TANYA: Bolehkah mencicil mandi janabah?
Jawab: Dalam Ilmu Fiqih ada istilah ‘al-Muwalah’ berarti melakukan satu perbuatan atau lebih dalam waktu yang bersamaan, dan menyelesaikannya tanpa dijeda dengan durasi yang cukup lama. Sinonim dari al-Muwalah adalah al-Mutaba’ah.
Misalnya ketika seseorang melaksanakan wudhu dalam satu waktu, ia menyelesaikan wudhu-nya dari niat hingga mencuci kaki tanpa diselingi perbuatan lain. Disini, ia dikatakan telah melaksanakan wudhu dengan ‘Muwalah’ sebab melakukan semua rukun wudhu’ tanpa dijeda dan diselingi dengan perbuatan lain.
BACA JUGA: Benarkah Tidak Usah Wudhu Lagi Sesudah Mandi?
Sedangka jika ia berniat wudhu lalu membasuh wajahnya, kemudian keluar kamar mandi menuju dapur untuk menyelesaikan rutinitas masak-memasak, beberepa saat kemudian ia kembali lagi ke kamar mandi untuk menyelesaikan wudhu’nya (membasuh tangan, kepala/rambut, dan kaki), maka dalam wudhu’nya ini tidak ada unsur al-Muwalah.
Dikutip dari Rumah Fiqih, Ustazah Aini Aryani, Lc, menjelaskan bhwa mandi Janabah adalah konsekuensi yang harus dilakukan bagi mereka yang mengalami hadas besar, misalnya karena berhubungan suami istri, atau sebab usai dari haid dan nifas. Menurut mayoritas ulama, rukun mandiri janabah hanya dua, yakni niat dan meratakan air pada seluruh tubuh. Adapun selain rukun, mandi janabah punya ritual lain yang hukumnya sunnah, seperti mencuci kemaluan sebelum mulai mengguyur air ke badan, berwudhu dahulu, mendahulukan anggota kanan sebelum yang kiri, dan sebagainya.

YANG HARUS DIBUAT: Sebutkan semua amalan sunnah mandi janabah yang dicontohkan dalam teks bacaan. Jadikan teks bacaan satu-satunya sumber.

CUPLIKAN DATA:
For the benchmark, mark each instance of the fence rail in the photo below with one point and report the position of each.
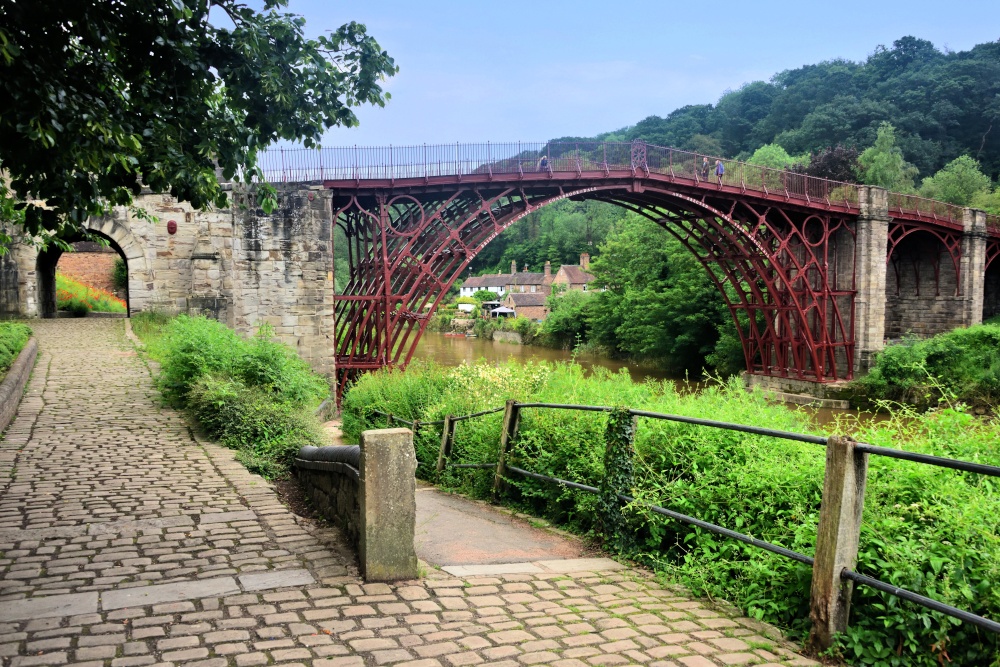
(829, 555)
(362, 163)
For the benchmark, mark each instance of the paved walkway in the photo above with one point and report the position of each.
(125, 541)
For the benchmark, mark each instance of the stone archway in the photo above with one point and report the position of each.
(121, 239)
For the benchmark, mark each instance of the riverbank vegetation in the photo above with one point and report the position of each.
(13, 337)
(253, 395)
(927, 529)
(80, 299)
(960, 366)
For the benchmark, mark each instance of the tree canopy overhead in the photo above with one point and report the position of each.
(101, 97)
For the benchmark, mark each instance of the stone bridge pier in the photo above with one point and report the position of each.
(238, 265)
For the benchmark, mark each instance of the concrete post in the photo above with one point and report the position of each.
(388, 505)
(836, 540)
(871, 248)
(972, 269)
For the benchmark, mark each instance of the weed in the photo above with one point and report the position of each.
(927, 529)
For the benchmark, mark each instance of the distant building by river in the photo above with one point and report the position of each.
(526, 291)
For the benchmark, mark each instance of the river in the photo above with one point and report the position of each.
(452, 351)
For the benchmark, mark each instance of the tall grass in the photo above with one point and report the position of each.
(253, 395)
(13, 337)
(75, 296)
(960, 365)
(927, 529)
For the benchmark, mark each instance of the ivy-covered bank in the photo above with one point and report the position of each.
(253, 395)
(931, 530)
(960, 366)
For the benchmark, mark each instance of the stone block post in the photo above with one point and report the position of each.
(837, 539)
(973, 266)
(388, 509)
(871, 248)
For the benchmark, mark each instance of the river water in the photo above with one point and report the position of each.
(452, 351)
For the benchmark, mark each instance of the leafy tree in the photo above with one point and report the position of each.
(776, 157)
(660, 303)
(958, 182)
(883, 165)
(839, 163)
(566, 323)
(102, 97)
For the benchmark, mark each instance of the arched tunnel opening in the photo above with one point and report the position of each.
(991, 291)
(87, 270)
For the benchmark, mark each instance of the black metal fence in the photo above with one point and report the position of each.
(859, 450)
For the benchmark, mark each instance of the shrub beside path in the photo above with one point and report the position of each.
(126, 541)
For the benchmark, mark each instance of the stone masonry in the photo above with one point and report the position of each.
(125, 541)
(238, 265)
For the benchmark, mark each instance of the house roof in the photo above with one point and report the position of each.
(526, 278)
(483, 282)
(527, 299)
(575, 274)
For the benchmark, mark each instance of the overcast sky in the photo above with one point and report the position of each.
(476, 71)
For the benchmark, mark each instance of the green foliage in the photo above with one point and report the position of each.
(119, 274)
(79, 298)
(958, 366)
(566, 324)
(660, 303)
(987, 201)
(882, 164)
(105, 97)
(776, 157)
(557, 233)
(618, 479)
(13, 337)
(927, 529)
(256, 396)
(266, 432)
(958, 182)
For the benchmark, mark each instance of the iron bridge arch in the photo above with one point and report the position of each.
(786, 271)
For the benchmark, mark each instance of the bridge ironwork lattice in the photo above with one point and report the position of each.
(779, 245)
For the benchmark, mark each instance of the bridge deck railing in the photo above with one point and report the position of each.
(365, 163)
(391, 163)
(830, 523)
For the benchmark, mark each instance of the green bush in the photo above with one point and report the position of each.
(13, 337)
(256, 396)
(119, 274)
(266, 432)
(958, 366)
(927, 529)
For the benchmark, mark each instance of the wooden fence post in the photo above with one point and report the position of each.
(511, 420)
(837, 539)
(447, 439)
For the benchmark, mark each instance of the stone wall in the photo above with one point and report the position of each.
(237, 265)
(991, 300)
(335, 497)
(917, 303)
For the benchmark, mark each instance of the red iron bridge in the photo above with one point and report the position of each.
(817, 274)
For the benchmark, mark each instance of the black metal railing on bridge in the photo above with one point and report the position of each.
(510, 428)
(362, 163)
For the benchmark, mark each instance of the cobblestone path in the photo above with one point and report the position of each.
(125, 541)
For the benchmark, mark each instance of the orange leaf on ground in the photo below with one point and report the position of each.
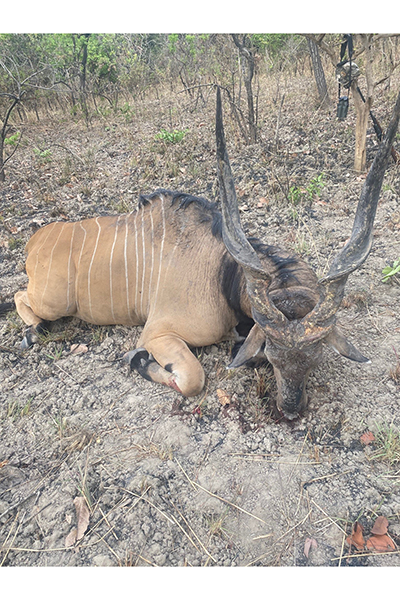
(380, 543)
(78, 349)
(356, 538)
(367, 438)
(223, 397)
(82, 517)
(309, 543)
(380, 526)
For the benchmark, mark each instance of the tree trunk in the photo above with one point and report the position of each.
(362, 116)
(2, 174)
(247, 61)
(319, 73)
(83, 76)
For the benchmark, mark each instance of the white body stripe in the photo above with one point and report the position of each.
(160, 258)
(91, 265)
(111, 257)
(50, 263)
(143, 266)
(37, 256)
(69, 268)
(152, 258)
(126, 267)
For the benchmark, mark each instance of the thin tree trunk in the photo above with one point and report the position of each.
(247, 63)
(362, 116)
(319, 73)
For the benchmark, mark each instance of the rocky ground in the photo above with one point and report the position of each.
(99, 467)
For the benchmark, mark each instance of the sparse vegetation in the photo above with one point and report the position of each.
(387, 444)
(171, 137)
(157, 473)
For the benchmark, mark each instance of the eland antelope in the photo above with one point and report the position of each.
(189, 275)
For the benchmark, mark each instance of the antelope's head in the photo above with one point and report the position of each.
(294, 347)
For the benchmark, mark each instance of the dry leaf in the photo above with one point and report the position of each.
(380, 543)
(71, 538)
(78, 349)
(380, 526)
(82, 515)
(223, 397)
(367, 438)
(309, 543)
(356, 538)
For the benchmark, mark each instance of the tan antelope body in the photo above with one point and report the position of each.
(188, 274)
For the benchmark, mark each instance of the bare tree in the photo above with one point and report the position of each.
(364, 46)
(248, 66)
(18, 87)
(319, 73)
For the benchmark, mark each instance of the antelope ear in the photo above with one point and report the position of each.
(250, 347)
(338, 342)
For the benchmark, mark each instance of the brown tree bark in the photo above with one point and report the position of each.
(319, 73)
(247, 57)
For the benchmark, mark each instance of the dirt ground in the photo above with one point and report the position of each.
(169, 481)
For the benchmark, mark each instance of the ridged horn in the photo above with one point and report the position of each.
(234, 238)
(355, 252)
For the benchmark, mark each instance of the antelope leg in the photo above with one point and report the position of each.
(169, 361)
(36, 324)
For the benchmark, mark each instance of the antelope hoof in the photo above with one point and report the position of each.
(32, 334)
(138, 359)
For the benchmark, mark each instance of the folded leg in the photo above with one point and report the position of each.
(168, 360)
(35, 323)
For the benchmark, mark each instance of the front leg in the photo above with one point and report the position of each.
(168, 360)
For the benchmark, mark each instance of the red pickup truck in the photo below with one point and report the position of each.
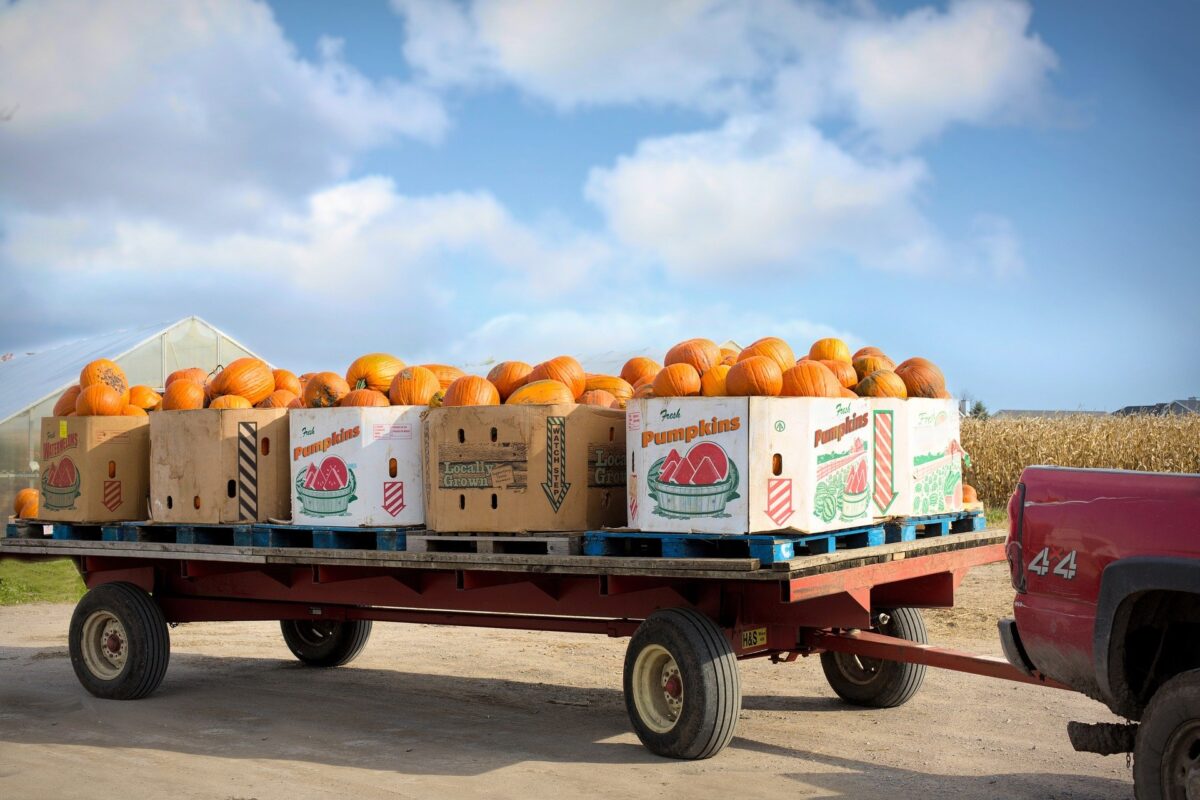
(1107, 571)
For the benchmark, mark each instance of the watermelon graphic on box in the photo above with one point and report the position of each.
(328, 489)
(696, 483)
(60, 485)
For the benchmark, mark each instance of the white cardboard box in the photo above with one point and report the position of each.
(357, 467)
(750, 464)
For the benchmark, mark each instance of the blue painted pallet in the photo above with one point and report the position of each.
(768, 548)
(910, 529)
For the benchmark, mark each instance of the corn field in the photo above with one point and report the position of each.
(1001, 449)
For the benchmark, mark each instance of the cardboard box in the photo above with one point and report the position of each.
(523, 468)
(94, 468)
(355, 467)
(751, 464)
(219, 467)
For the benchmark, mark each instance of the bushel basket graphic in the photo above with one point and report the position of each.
(328, 489)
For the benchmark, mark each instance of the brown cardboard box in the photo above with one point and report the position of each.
(94, 468)
(523, 468)
(213, 465)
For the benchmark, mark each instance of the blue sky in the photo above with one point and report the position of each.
(1008, 188)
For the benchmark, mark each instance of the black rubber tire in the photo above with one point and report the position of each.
(712, 687)
(1167, 750)
(148, 642)
(325, 643)
(880, 684)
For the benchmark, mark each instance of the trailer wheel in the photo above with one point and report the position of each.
(119, 642)
(682, 689)
(325, 643)
(1167, 751)
(876, 683)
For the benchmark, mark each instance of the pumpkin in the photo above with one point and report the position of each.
(832, 349)
(881, 383)
(102, 371)
(616, 386)
(755, 377)
(365, 397)
(373, 371)
(811, 379)
(413, 386)
(678, 379)
(183, 395)
(701, 354)
(280, 398)
(772, 347)
(324, 390)
(144, 397)
(250, 378)
(869, 364)
(190, 373)
(922, 378)
(640, 370)
(99, 400)
(445, 374)
(287, 382)
(841, 371)
(541, 392)
(565, 371)
(472, 390)
(509, 376)
(227, 402)
(712, 383)
(66, 401)
(24, 497)
(598, 397)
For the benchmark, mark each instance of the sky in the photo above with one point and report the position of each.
(1008, 188)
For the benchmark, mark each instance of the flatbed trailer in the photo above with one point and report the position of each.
(689, 619)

JAWABAN AKHIR:
- Mencuci kemaluan sebelum mulai mengguyur air ke badan
- Berwudhu dahulu
- Mendahulukan anggota kanan sebelum yang kiri